» **Document**:
————

Wishing all of you a Happy New Year and a Gmar Chatima Tova,
Moishe House Great Neck
Sunday, September 6, 2009
Well it's certainly been a while since I last posted, what with going traveling, beginning a new job, and settling back into ye ole Moishe House routine. I thought I would come back into the world of blogging by just sharing some thoughts on one of the fun things about living in a Moishe House - the freeloading Jew syndrome.
As part of an international network of Jewish program houses there are a few things that come with the territory, I'm sure we are all aware. That one thing I'm talking about right now is how we help Jews around the world freeload and mooch in order to foster this strange feeling known as Jewish community spirit. Recently we here at MHPhiladelphia had two Argentinian girls stay with us as they were traveling through the Northeast corridor. They were very sweet, kind, and gentle ladies who were eager to please (they bought us nice wallets!). It was a pleasure to have them here and be able to show them around a little bit.
For those of you who this has not happened to yet, I'm sorry, because it is a great way of meeting people from around the world. We in Philly are lucky enough to have hosted 3 or 4 (I can't remember) sets of Argentines in our house! Even the illustrious Elana Rosenbaum of MH Buenos Aires fame herself came to stay with us for a while. It is truly a pleasure to meet people from other countries/cultures/etc and chat with them about my city, their city, and more.
I hope you all out there get to do this sometime soon if you haven't already. Heck, while you are gearing up, let me know if I can crash on your couch!
Moishe House Philly
Saturday, September 5, 2009
An issue we've struggled with since the beginning of the year is keeping the fourth room of our house filled. Rebecca, who moved in just before spring, and Nicole Guidry, who arrived at the start of summer, both ended up leaving the house, and we didn't want the turnover to happen a third time.
While both Rebecca and Nicole were and are bright, energetic people with great ideas and a lot to offer a project such as Moishe House Seattle, we may not have done enough to determine how good of a fit they'd be with our house. Rebecca was very busy with her job at a local nonprofit, about which she was passionate, and rightly so. She found herself having to balance the demands of her challenging work life with the not insignificant demands of a committed romantic relationship. A person only has so much energy, and at the end of the day, while Rebecca always contributed what she could to our programming, living here was beginning to burn her out. Nicole, also a busy person and also committed to a relationship, was similarly at a place in her life where she might be better as an event attendee than as a resident-organizer.

————

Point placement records
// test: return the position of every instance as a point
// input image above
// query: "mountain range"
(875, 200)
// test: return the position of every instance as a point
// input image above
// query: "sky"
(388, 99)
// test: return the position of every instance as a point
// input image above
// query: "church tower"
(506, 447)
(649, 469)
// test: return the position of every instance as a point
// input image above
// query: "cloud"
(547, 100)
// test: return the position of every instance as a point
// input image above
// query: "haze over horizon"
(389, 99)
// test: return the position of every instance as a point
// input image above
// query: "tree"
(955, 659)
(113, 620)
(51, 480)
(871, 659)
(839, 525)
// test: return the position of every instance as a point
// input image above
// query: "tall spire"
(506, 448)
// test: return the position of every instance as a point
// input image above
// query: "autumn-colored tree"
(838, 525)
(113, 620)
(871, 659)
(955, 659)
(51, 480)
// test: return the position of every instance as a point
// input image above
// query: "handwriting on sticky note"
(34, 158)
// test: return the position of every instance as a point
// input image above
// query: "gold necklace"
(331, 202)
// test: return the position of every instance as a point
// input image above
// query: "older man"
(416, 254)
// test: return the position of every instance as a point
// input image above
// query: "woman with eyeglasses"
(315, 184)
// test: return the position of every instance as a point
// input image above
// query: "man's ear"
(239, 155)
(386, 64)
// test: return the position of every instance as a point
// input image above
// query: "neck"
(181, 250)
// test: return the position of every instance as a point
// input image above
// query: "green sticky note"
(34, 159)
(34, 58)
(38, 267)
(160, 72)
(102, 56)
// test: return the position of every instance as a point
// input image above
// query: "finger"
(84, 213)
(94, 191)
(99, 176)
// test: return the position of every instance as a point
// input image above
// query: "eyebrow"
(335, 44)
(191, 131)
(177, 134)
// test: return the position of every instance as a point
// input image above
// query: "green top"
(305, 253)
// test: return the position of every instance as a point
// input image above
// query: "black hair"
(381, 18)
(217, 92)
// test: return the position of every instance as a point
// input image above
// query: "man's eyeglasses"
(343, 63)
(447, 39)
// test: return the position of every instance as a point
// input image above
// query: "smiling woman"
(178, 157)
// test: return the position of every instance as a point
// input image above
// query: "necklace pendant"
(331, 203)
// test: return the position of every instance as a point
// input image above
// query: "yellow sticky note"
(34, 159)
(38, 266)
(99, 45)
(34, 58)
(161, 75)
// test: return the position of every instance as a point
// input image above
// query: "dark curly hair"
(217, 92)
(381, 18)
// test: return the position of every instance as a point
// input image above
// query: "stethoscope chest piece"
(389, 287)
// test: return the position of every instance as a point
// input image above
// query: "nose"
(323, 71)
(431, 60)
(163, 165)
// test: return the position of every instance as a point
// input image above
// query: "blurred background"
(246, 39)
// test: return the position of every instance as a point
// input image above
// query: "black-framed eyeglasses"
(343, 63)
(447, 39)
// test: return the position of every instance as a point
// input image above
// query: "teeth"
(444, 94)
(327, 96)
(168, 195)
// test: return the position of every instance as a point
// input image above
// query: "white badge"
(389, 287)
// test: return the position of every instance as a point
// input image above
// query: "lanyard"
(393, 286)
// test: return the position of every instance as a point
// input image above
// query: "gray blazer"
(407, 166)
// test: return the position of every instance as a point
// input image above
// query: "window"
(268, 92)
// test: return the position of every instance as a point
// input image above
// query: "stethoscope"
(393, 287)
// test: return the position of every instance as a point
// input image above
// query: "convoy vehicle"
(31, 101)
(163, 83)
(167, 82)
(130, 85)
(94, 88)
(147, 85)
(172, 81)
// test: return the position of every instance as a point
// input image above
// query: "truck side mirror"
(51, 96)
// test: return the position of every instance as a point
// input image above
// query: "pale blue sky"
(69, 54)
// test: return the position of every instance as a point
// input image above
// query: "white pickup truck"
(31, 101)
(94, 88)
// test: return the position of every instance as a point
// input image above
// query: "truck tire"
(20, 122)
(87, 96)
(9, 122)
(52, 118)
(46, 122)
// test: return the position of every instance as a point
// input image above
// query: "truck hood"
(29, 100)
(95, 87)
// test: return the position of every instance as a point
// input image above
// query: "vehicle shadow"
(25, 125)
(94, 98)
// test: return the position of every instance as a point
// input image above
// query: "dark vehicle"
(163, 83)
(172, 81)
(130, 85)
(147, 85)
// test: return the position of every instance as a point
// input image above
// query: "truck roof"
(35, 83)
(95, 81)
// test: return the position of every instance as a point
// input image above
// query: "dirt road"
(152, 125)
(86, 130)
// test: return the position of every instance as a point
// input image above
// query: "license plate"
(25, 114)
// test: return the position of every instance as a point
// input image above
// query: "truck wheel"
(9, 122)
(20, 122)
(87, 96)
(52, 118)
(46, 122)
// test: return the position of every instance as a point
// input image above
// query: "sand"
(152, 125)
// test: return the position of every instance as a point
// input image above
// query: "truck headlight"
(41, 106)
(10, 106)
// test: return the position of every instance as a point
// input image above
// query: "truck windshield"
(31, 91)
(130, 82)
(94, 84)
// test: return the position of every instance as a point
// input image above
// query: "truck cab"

————

» **Exercise brief**: Reproduce the part of the Moishe House blog text starting at "As part of an" and ending at "a little bit.".

» **Written solution**:
As part of an international network of Jewish program houses there are a few things that come with the territory, I'm sure we are all aware. That one thing I'm talking about right now is how we help Jews around the world freeload and mooch in order to foster this strange feeling known as Jewish community spirit. Recently we here at MHPhiladelphia had two Argentinian girls stay with us as they were traveling through the Northeast corridor. They were very sweet, kind, and gentle ladies who were eager to please (they bought us nice wallets!). It was a pleasure to have them here and be able to show them around a little bit.